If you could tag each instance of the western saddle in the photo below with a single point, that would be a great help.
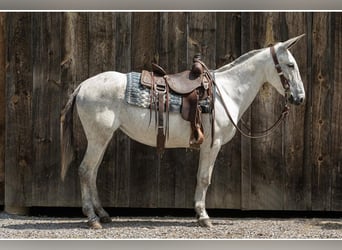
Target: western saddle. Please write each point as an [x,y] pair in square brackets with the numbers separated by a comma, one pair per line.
[193,85]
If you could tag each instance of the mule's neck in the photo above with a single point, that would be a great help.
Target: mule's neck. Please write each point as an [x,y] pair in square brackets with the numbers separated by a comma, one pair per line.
[242,82]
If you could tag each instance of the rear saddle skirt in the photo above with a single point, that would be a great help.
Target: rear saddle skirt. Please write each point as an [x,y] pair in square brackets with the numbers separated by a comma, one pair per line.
[194,87]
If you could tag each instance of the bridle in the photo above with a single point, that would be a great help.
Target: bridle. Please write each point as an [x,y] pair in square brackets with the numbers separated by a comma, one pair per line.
[283,115]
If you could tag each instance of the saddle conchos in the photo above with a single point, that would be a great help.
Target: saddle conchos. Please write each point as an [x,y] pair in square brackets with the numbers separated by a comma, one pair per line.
[193,85]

# # #

§ Exercise aim
Extract, verbatim, the lines from the one containing "If you could tag each instance of the mule's" through the last line of the listing above.

§ Exercise response
If you could tag each instance of the mule's neck in the photo above with a single point, that would be a great help.
Target: mule's neck. Please write each point as an [x,y] pair in square brackets with the numbers separated by a comma, one pair per line.
[242,82]
If you could tag each instance of the rear saddle skirt in the photo above with a single point, that would be a great help.
Target: rear saddle skirt. Please write each point as an [x,y] pair in square brackets with the numbers separated by a comma, one pair per line.
[194,87]
If you could tag each instance of the bridle in the photo above with a single point, that would be a great help.
Target: bridle. Please write each point as an [x,y] pair in square brackets with the numbers separated by a comma, one pair per line.
[283,115]
If you could tag each instance of the saddle conchos in the photo above with a single point, that would be a great help.
Target: saddle conchos. Please write each point as an [x,y] pair in square brackets with the numbers separated by a comma, one pair per line.
[193,85]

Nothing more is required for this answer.